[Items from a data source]
□ □ □ □ □ □ □
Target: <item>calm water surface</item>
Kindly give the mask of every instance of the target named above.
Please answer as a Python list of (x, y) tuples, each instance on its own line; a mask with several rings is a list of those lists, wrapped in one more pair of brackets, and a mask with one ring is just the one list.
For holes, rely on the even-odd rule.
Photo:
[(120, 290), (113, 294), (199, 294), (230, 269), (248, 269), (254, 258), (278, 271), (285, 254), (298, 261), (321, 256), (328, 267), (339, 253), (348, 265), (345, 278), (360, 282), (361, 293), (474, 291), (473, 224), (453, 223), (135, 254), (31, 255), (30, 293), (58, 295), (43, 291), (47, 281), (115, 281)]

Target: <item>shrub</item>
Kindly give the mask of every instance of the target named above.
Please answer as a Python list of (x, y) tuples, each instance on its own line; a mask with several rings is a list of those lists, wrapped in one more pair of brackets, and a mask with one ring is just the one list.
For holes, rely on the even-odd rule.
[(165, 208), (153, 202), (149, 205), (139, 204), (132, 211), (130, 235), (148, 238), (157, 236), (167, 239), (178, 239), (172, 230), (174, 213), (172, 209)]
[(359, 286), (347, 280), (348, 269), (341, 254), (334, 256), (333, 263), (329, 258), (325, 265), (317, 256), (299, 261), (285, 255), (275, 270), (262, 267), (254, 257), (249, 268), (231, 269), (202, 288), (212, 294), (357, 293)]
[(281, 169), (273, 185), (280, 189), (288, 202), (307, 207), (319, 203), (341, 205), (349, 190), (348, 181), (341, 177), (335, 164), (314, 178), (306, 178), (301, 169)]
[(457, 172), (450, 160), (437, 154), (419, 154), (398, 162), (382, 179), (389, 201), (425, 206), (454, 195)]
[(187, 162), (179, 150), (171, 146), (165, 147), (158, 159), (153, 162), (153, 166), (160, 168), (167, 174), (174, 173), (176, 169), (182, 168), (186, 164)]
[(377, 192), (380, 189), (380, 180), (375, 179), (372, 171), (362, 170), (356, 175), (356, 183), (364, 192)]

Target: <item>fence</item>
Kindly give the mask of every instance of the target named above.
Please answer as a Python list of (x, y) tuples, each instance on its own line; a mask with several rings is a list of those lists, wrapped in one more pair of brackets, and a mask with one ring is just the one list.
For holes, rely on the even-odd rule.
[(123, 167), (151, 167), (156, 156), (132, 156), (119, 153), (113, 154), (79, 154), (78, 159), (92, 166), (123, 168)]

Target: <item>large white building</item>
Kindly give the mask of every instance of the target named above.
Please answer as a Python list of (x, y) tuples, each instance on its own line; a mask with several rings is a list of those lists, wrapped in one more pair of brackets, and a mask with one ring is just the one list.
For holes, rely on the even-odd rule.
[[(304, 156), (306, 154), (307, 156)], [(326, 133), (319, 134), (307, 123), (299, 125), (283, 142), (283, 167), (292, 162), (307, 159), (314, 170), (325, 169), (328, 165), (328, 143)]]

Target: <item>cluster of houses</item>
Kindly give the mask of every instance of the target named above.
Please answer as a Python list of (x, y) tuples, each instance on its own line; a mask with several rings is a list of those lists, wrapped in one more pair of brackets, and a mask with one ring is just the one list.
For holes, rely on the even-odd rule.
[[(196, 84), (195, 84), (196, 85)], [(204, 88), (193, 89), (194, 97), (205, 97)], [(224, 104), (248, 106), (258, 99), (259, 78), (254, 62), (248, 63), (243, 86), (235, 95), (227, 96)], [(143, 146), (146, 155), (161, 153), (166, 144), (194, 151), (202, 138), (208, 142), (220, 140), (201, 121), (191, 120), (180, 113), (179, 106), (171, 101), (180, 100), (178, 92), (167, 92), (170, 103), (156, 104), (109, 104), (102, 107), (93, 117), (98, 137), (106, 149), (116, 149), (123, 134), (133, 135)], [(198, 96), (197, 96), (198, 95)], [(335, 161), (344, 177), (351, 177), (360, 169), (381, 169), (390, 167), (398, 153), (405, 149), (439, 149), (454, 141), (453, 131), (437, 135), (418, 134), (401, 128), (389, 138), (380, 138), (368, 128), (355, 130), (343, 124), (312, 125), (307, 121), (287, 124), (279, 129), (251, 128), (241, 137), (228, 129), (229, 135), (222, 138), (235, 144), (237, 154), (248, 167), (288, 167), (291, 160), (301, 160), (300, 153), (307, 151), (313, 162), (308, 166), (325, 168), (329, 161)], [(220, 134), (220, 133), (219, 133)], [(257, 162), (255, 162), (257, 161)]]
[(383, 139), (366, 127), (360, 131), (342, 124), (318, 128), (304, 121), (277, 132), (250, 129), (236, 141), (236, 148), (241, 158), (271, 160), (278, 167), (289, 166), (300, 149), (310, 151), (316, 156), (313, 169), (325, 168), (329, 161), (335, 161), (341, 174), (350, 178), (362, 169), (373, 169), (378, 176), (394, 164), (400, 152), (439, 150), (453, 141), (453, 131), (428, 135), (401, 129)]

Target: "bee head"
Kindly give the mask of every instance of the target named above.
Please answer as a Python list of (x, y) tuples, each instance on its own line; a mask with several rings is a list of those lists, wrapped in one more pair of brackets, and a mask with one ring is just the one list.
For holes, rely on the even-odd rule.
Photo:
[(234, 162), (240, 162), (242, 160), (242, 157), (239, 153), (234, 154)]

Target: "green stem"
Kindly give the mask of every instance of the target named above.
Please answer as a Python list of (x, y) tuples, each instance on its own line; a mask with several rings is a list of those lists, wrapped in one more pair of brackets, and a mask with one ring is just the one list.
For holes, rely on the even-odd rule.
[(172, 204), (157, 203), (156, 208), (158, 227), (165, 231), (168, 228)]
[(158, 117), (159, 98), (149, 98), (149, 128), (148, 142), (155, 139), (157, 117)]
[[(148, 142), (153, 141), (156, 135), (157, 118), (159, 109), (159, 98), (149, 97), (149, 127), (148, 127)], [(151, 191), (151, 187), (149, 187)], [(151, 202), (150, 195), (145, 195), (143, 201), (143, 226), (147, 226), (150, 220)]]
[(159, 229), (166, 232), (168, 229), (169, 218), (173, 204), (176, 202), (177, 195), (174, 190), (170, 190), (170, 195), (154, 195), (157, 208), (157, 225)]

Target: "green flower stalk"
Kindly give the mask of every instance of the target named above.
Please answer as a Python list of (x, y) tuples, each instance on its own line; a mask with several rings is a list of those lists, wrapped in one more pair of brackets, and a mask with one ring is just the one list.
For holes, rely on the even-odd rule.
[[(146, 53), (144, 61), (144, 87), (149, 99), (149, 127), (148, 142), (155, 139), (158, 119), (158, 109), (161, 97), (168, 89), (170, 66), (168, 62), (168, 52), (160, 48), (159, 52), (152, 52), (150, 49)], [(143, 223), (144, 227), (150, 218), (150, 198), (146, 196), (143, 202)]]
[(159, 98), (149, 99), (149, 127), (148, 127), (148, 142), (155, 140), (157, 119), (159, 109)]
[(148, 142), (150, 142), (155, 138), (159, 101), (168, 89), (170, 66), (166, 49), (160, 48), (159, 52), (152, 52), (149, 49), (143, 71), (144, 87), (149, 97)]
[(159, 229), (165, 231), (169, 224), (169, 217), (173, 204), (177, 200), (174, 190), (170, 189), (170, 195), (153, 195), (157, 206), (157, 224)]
□ □ □ □ □ □ □
— Work to be completed —
A faithful copy of every record is required; output it in full.

— Reply to the exercise —
Target: <item>calm water surface</item>
Kindly give the mask of every instance of the target named above.
Please answer as a Python list of (x, y) tuples, each instance on its own line; a mask with several rings is a list of those lists, wrapped in one more pair of brackets, and a mask with one ring is just the one list.
For holes, rely on the even-odd rule.
Photo:
[(120, 290), (113, 294), (199, 294), (230, 269), (248, 269), (254, 258), (278, 271), (285, 254), (298, 261), (321, 256), (328, 267), (339, 253), (348, 265), (345, 278), (360, 282), (361, 293), (474, 291), (473, 224), (453, 223), (135, 254), (31, 255), (30, 293), (58, 295), (43, 291), (47, 281), (115, 281)]

Target: <item>shrub</item>
Kindly give the mask of every instance of the target named above.
Please answer as a Python list of (x, y) tuples, each instance on its own line; a mask with several rings is a list of those lists, wrapped in one more pair of brackets, and a mask with one ring is just the one list.
For holes, rely on the even-odd rule.
[(165, 208), (153, 202), (149, 205), (139, 204), (132, 211), (130, 235), (148, 238), (157, 236), (167, 239), (178, 239), (172, 230), (174, 213), (172, 209)]
[(359, 286), (347, 280), (348, 269), (341, 254), (334, 256), (333, 263), (329, 258), (325, 265), (317, 256), (299, 261), (285, 255), (275, 270), (262, 267), (254, 257), (249, 268), (231, 269), (202, 288), (212, 294), (357, 293)]
[(281, 169), (273, 185), (280, 189), (288, 202), (307, 207), (319, 203), (341, 205), (349, 190), (348, 181), (341, 177), (335, 164), (314, 178), (306, 178), (301, 169)]
[(457, 172), (450, 160), (437, 154), (419, 154), (398, 162), (382, 179), (389, 201), (425, 206), (454, 195)]
[(187, 162), (179, 150), (171, 146), (165, 147), (158, 159), (153, 162), (153, 166), (160, 168), (167, 174), (174, 173), (176, 169), (182, 168), (186, 164)]
[(377, 192), (380, 189), (380, 180), (375, 179), (372, 171), (362, 170), (356, 175), (356, 183), (364, 192)]

Target: <item>fence</item>
Kindly give the mask of every instance of the target named above.
Please answer as a Python list of (x, y) tuples, each instance on its own line; a mask with several rings is a list of those lists, wrapped in one more pair of brackets, and a mask with one ring is just the one list.
For holes, rely on the even-odd rule.
[(123, 167), (151, 167), (156, 156), (132, 156), (119, 153), (113, 154), (79, 154), (78, 159), (92, 166), (123, 168)]

Target: <item>large white building</item>
Kindly give the mask of every instance of the target named above.
Please answer as a Python list of (x, y) tuples, each instance on its own line; a mask with several rings is a list of those lists, wrapped in one more pair of brackets, and a mask with one ring is just the one list.
For holes, rely on the even-odd rule.
[[(304, 156), (306, 154), (307, 156)], [(326, 133), (319, 134), (307, 123), (299, 125), (283, 142), (283, 167), (292, 162), (307, 159), (314, 170), (325, 169), (328, 165), (328, 143)]]

Target: <item>cluster of houses</item>
Kindly give the mask of every instance of the target named above.
Please answer as a Python list of (x, y) tuples, each instance on its own line; a mask with several rings is a list of those lists, wrapped in one more pair of brackets, and a mask with one ring is just the one list.
For holes, rely on the even-odd rule.
[[(196, 84), (195, 84), (196, 85)], [(204, 88), (193, 89), (194, 97), (205, 97)], [(224, 104), (248, 106), (258, 99), (259, 78), (254, 62), (248, 63), (243, 86), (235, 95), (227, 96)], [(143, 146), (146, 155), (161, 153), (166, 144), (194, 151), (202, 138), (208, 142), (220, 140), (201, 121), (191, 120), (180, 113), (179, 106), (171, 101), (180, 100), (178, 92), (167, 92), (170, 103), (156, 104), (109, 104), (102, 107), (93, 117), (98, 137), (106, 149), (116, 149), (123, 134), (133, 135)], [(198, 96), (197, 96), (198, 95)], [(335, 161), (344, 177), (351, 177), (360, 169), (381, 169), (390, 167), (398, 153), (405, 149), (439, 149), (454, 141), (453, 131), (437, 135), (418, 134), (401, 128), (389, 138), (380, 138), (368, 128), (355, 130), (343, 124), (312, 125), (307, 121), (287, 124), (279, 129), (251, 128), (241, 137), (228, 129), (229, 135), (222, 138), (235, 144), (237, 154), (248, 167), (288, 167), (291, 160), (301, 160), (300, 153), (307, 151), (313, 162), (308, 166), (325, 168), (329, 161)], [(220, 134), (220, 133), (219, 133)], [(257, 162), (255, 162), (257, 161)]]
[(383, 139), (366, 127), (360, 131), (342, 124), (318, 128), (304, 121), (277, 132), (250, 129), (236, 141), (236, 148), (241, 158), (271, 160), (278, 167), (289, 166), (300, 149), (310, 151), (316, 156), (313, 169), (325, 168), (329, 161), (335, 161), (341, 174), (350, 178), (362, 169), (373, 169), (378, 176), (394, 164), (400, 152), (439, 150), (453, 141), (453, 131), (428, 135), (401, 129)]

Target: "bee head"
Kindly give the mask of every instance of the target named above.
Please answer as a Python list of (x, y) tuples, each instance on its own line; a mask with several rings is a list of those lists, wrapped in one more pair of brackets, and a mask with one ring is just the one list.
For holes, rely on the even-odd rule.
Photo:
[(234, 162), (240, 162), (242, 160), (242, 157), (239, 153), (234, 154)]

Target: "green stem"
Kindly give the mask of every instance of the target named above.
Please answer as a Python list of (x, y) tuples, each instance on its own line; a mask with several rings is a list of those lists, wrapped in one more pair of brackets, and a mask with one ring is just the one list.
For holes, rely on the even-odd rule.
[(172, 204), (157, 203), (156, 208), (158, 227), (165, 231), (168, 228)]
[(158, 117), (159, 98), (149, 98), (149, 128), (148, 142), (155, 139), (157, 117)]
[[(148, 142), (153, 141), (156, 135), (157, 118), (159, 109), (159, 98), (149, 97), (149, 127), (148, 127)], [(151, 191), (151, 187), (149, 187)], [(151, 202), (150, 195), (145, 195), (143, 201), (143, 226), (147, 226), (150, 220)]]
[(159, 229), (166, 232), (168, 229), (169, 218), (173, 204), (176, 202), (177, 195), (174, 190), (170, 190), (170, 195), (154, 195), (157, 208), (157, 225)]

Target: "green flower stalk"
Kindly give the mask of every instance of the target named above.
Please answer as a Python list of (x, y) tuples, each instance on its own line; a mask with several rings is a list of those lists, wrapped in one more pair of brackets, and a mask with one ring is just the one list.
For holes, rely on the even-odd rule.
[[(146, 53), (144, 61), (144, 87), (149, 99), (149, 127), (148, 142), (155, 139), (158, 119), (158, 109), (161, 97), (168, 89), (170, 66), (168, 62), (168, 52), (160, 48), (159, 52), (152, 52), (150, 49)], [(143, 223), (144, 227), (150, 218), (150, 198), (146, 196), (143, 202)]]
[(159, 98), (149, 99), (149, 127), (148, 127), (148, 142), (155, 140), (157, 119), (159, 109)]
[(148, 142), (150, 142), (155, 138), (159, 101), (168, 89), (170, 66), (166, 49), (160, 48), (159, 52), (152, 52), (149, 49), (143, 71), (144, 87), (149, 97)]
[(159, 229), (165, 231), (169, 224), (169, 217), (173, 204), (177, 200), (174, 190), (170, 189), (170, 195), (153, 195), (157, 206), (157, 224)]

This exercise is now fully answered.